[WORK INSTRUCTIONS]
Can you revise these items with every "even-odd rule" changed to "nonzero winding rule" and nothing else altered? Omit the pictures from your answer.

[EXCERPTED RECORDS]
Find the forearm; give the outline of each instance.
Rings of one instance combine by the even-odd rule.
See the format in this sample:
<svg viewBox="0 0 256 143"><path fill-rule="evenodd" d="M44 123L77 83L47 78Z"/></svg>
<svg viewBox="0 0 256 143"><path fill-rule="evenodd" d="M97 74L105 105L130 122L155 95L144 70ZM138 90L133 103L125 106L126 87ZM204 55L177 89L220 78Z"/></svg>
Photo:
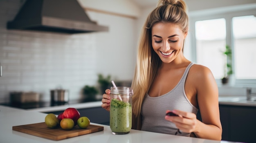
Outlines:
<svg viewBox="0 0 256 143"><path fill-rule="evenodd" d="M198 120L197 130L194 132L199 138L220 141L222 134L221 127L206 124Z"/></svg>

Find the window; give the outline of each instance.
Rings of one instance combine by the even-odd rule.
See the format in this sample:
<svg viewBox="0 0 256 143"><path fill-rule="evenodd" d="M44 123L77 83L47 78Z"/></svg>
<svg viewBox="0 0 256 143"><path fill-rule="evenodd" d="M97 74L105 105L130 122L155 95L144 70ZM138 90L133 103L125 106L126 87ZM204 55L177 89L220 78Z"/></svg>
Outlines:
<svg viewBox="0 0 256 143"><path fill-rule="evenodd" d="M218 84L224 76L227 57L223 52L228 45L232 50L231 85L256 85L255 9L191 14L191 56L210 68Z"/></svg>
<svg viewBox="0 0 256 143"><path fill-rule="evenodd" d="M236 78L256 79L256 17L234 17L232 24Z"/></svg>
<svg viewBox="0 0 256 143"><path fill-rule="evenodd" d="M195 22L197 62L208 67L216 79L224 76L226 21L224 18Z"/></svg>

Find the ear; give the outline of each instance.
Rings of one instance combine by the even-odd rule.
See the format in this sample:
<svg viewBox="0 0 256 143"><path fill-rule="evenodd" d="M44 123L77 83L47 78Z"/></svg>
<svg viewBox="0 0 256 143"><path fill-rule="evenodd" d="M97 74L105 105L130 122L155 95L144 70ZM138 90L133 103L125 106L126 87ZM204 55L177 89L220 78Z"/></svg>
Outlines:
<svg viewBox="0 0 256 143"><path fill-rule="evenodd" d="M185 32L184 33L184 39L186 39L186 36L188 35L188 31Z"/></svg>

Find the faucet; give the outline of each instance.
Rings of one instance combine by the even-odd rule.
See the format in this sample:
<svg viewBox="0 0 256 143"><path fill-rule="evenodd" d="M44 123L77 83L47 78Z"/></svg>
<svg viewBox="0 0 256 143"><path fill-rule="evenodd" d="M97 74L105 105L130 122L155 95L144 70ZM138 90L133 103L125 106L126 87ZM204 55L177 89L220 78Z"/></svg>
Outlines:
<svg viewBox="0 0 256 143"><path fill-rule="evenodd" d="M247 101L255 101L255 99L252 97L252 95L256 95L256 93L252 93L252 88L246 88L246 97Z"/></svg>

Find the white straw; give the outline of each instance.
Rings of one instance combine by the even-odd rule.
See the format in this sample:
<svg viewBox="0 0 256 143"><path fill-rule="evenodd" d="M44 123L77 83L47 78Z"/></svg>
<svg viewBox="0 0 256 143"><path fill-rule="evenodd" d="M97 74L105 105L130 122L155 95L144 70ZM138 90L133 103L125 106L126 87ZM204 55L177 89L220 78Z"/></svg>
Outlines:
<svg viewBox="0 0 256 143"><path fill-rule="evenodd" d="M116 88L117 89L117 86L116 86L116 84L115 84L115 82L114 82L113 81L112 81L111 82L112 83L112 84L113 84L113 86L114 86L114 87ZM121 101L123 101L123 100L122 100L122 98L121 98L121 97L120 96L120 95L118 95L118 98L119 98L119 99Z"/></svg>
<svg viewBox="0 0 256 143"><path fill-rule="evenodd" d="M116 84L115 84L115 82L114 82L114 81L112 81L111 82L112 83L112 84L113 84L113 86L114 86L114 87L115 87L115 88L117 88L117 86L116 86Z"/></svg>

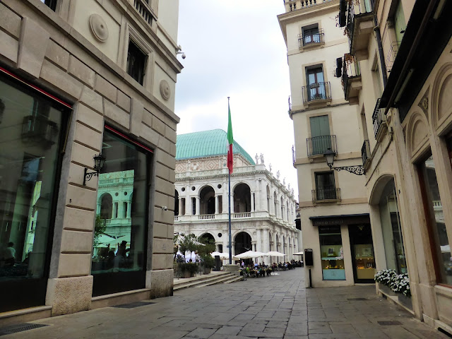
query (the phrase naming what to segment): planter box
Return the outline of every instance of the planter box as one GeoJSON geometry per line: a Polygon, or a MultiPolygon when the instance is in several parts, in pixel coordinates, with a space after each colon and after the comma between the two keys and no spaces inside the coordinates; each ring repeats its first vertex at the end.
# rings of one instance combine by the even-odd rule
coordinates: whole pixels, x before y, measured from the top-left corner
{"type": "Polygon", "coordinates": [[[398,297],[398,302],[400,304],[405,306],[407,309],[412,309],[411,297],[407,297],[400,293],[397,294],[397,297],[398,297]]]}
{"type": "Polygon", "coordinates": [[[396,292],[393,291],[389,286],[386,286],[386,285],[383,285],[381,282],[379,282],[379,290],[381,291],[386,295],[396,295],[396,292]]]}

[OUTPUT BELOW]
Find the forearm; give the outline of each instance.
Rings of one instance combine by the nonzero winding rule.
See the format in this sample:
<svg viewBox="0 0 256 143"><path fill-rule="evenodd" d="M44 123L77 83L47 78Z"/></svg>
<svg viewBox="0 0 256 143"><path fill-rule="evenodd" d="M97 74L105 105L130 122L155 95L144 70ZM138 90L133 103L125 106L126 87ZM204 55L177 89L220 78Z"/></svg>
Photo:
Outlines:
<svg viewBox="0 0 256 143"><path fill-rule="evenodd" d="M198 120L197 130L194 132L199 138L220 141L222 134L221 127L206 124Z"/></svg>

Find the window; give the outline of each instance.
Rings of one instance combine by the nonzero winding rule.
See the format in this sample:
<svg viewBox="0 0 256 143"><path fill-rule="evenodd" d="M44 123L77 83L47 78Z"/></svg>
<svg viewBox="0 0 256 143"><path fill-rule="evenodd" d="M97 74L105 105L130 122L155 95L144 70ZM138 90L133 103L125 106L126 87ZM204 55L177 89L220 78Z"/></svg>
Outlines:
<svg viewBox="0 0 256 143"><path fill-rule="evenodd" d="M218 84L224 76L227 57L223 52L228 45L232 50L231 85L256 85L255 9L191 14L191 56L210 68Z"/></svg>
<svg viewBox="0 0 256 143"><path fill-rule="evenodd" d="M236 78L256 79L256 17L234 17L232 24Z"/></svg>
<svg viewBox="0 0 256 143"><path fill-rule="evenodd" d="M195 22L197 62L208 67L216 79L224 76L226 21L224 18Z"/></svg>

Find the ear; give the outline of each instance.
Rings of one instance combine by the nonzero winding rule.
See the format in this sample:
<svg viewBox="0 0 256 143"><path fill-rule="evenodd" d="M44 123L77 83L47 78Z"/></svg>
<svg viewBox="0 0 256 143"><path fill-rule="evenodd" d="M97 74L105 105L130 122L155 95L144 70ZM138 90L133 103L125 106L126 87ZM204 55L177 89L220 78Z"/></svg>
Outlines:
<svg viewBox="0 0 256 143"><path fill-rule="evenodd" d="M185 32L184 33L184 39L186 39L186 36L188 35L188 31Z"/></svg>

Find the faucet; give the outline of each instance.
Rings of one instance combine by the nonzero winding rule.
See the format in this sample:
<svg viewBox="0 0 256 143"><path fill-rule="evenodd" d="M44 123L77 83L47 78Z"/></svg>
<svg viewBox="0 0 256 143"><path fill-rule="evenodd" d="M97 74L105 105L130 122L155 95L144 70ZM138 90L133 103L125 106L126 87ZM204 55L177 89L220 78Z"/></svg>
Outlines:
<svg viewBox="0 0 256 143"><path fill-rule="evenodd" d="M247 101L255 101L255 99L252 97L252 95L256 95L256 93L252 93L252 88L246 88L246 97Z"/></svg>

Find the white straw; give the outline of each instance.
Rings of one instance combine by the nonzero winding rule.
See the format in this sample:
<svg viewBox="0 0 256 143"><path fill-rule="evenodd" d="M44 123L77 83L47 78Z"/></svg>
<svg viewBox="0 0 256 143"><path fill-rule="evenodd" d="M97 74L105 105L130 122L155 95L144 70ZM138 90L133 103L125 106L126 87ZM204 55L177 89L220 78Z"/></svg>
Outlines:
<svg viewBox="0 0 256 143"><path fill-rule="evenodd" d="M116 88L117 89L117 86L116 86L116 84L115 84L115 82L114 82L113 81L112 81L111 82L112 83L112 84L113 84L113 86L114 86L114 87ZM121 101L123 101L123 100L122 100L122 98L121 98L121 97L120 96L120 95L118 95L118 98L119 98L119 99Z"/></svg>
<svg viewBox="0 0 256 143"><path fill-rule="evenodd" d="M116 84L115 84L115 82L114 82L114 81L112 81L111 82L112 83L112 84L113 84L113 86L114 86L114 87L115 87L115 88L117 88L117 86L116 86Z"/></svg>

query (the phrase naming what to segment): planter box
Return the outline of every instance of the planter box as one GeoJSON geometry per line: a Polygon, or a MultiPolygon when the instance is in several parts, in pixel coordinates, with a space after each colon and after the comma between the two keys and no spaces inside the coordinates; each ring repeats its first vertex at the end.
# rings of one instance combine by the nonzero winding rule
coordinates: whole pixels, x before y, measured from the top-left corner
{"type": "Polygon", "coordinates": [[[398,297],[398,302],[400,304],[405,306],[407,309],[412,309],[411,297],[407,297],[400,293],[397,294],[397,297],[398,297]]]}
{"type": "Polygon", "coordinates": [[[396,292],[393,291],[389,286],[386,286],[386,285],[383,285],[381,282],[379,282],[379,290],[381,291],[386,295],[396,295],[396,292]]]}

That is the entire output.